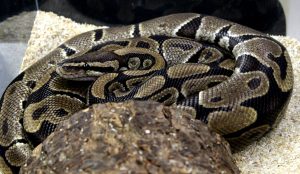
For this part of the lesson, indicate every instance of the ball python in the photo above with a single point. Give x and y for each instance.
(235, 79)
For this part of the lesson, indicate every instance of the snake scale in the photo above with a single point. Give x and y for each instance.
(235, 79)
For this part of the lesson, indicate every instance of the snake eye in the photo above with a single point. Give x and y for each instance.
(134, 63)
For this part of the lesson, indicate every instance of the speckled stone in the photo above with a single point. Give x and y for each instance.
(132, 137)
(278, 152)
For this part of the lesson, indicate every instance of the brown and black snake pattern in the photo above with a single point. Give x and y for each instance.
(235, 79)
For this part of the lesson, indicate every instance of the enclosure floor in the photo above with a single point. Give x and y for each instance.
(277, 152)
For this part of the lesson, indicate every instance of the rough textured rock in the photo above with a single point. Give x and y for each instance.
(132, 137)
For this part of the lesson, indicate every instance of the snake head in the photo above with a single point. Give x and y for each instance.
(89, 66)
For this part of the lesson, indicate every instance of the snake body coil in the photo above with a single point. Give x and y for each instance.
(233, 78)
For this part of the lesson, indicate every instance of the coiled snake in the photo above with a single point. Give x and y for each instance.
(235, 79)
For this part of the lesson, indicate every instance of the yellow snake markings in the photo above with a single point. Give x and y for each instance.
(240, 86)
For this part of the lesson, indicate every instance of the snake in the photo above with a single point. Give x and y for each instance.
(233, 78)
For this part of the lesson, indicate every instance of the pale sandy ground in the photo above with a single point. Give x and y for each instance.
(278, 152)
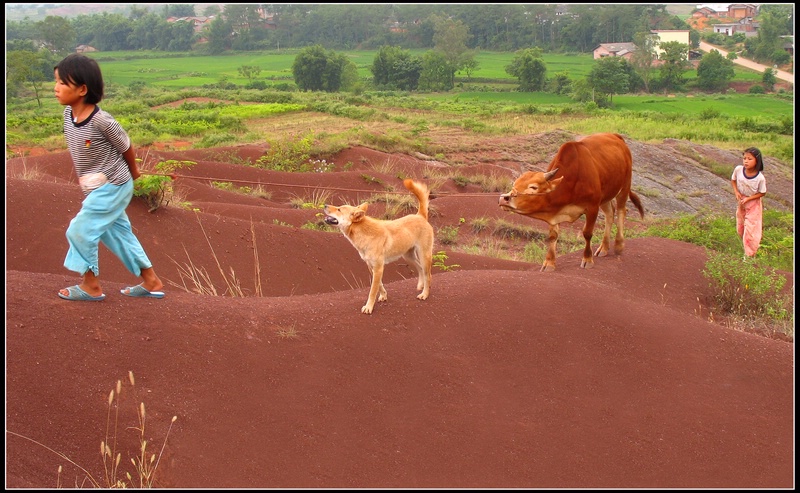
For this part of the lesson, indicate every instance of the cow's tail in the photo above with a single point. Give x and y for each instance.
(638, 203)
(420, 190)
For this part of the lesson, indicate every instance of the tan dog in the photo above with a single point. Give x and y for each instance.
(380, 242)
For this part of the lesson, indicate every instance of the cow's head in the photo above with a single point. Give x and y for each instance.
(529, 190)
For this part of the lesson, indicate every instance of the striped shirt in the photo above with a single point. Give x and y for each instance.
(749, 186)
(97, 144)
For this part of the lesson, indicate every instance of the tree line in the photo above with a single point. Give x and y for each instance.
(495, 27)
(452, 44)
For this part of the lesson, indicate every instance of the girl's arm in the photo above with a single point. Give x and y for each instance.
(752, 197)
(736, 191)
(130, 158)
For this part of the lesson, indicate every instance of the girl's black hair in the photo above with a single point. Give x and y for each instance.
(78, 70)
(756, 154)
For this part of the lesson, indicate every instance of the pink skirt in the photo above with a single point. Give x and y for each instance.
(749, 224)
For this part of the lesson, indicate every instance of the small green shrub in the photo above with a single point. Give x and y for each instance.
(440, 259)
(746, 289)
(447, 235)
(157, 189)
(288, 155)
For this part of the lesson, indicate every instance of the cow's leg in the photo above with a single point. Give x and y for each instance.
(550, 259)
(608, 212)
(622, 211)
(587, 262)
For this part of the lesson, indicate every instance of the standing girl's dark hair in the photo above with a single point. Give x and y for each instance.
(81, 70)
(759, 159)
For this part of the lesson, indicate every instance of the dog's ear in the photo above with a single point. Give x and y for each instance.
(357, 215)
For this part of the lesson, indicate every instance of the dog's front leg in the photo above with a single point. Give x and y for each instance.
(376, 288)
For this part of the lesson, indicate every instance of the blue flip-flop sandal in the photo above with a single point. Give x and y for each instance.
(140, 292)
(77, 294)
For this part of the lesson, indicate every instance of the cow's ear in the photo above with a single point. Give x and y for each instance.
(550, 174)
(555, 183)
(531, 189)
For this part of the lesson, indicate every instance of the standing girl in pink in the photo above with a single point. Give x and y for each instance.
(749, 185)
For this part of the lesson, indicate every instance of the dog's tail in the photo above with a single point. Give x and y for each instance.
(421, 191)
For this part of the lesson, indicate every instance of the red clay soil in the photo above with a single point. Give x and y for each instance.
(506, 377)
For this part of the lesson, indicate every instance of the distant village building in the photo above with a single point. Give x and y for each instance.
(624, 50)
(665, 36)
(198, 22)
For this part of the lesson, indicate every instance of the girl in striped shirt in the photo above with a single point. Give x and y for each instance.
(749, 185)
(105, 162)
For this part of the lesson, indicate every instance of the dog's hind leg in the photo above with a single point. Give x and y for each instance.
(422, 262)
(376, 289)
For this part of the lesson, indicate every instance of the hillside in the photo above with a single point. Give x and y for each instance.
(621, 376)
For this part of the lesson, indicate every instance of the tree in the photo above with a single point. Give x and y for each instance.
(714, 71)
(218, 35)
(316, 69)
(57, 35)
(436, 73)
(28, 67)
(610, 76)
(529, 69)
(249, 71)
(450, 39)
(179, 10)
(676, 61)
(644, 56)
(394, 67)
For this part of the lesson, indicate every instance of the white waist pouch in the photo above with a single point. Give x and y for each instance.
(92, 180)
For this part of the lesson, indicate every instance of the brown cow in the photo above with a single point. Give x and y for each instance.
(584, 177)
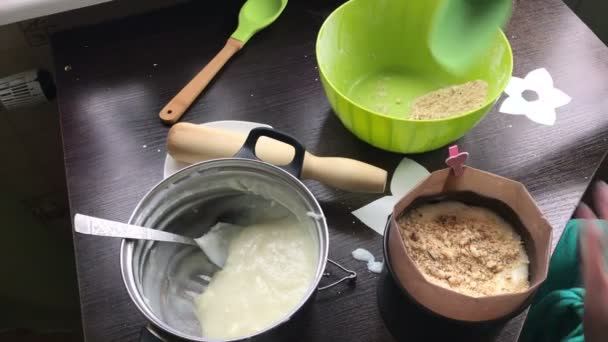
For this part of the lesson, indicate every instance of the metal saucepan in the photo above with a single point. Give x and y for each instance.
(163, 278)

| Objective |
Rescale the material from the line containing "of the white" through the end, inclusive. Repeat every line of text, not only the answers, with each x and y coordinate in the answers multiplied by 2.35 and rounded to a whole number, halves up. Leave out the pictures.

| Result for this task |
For this part of the lesson, indicate every instance of the white waist pouch in the photo above with a single point. Give x and y for each instance.
(216, 423)
For this part of the lesson, indicate every instance of the brown cow in the photo above with a single point. Give x and y for each instance.
(1372, 416)
For this part of the lesson, indicate every instance of the metal saucepan in the photo above with a single point. Give x and y for each instance.
(383, 653)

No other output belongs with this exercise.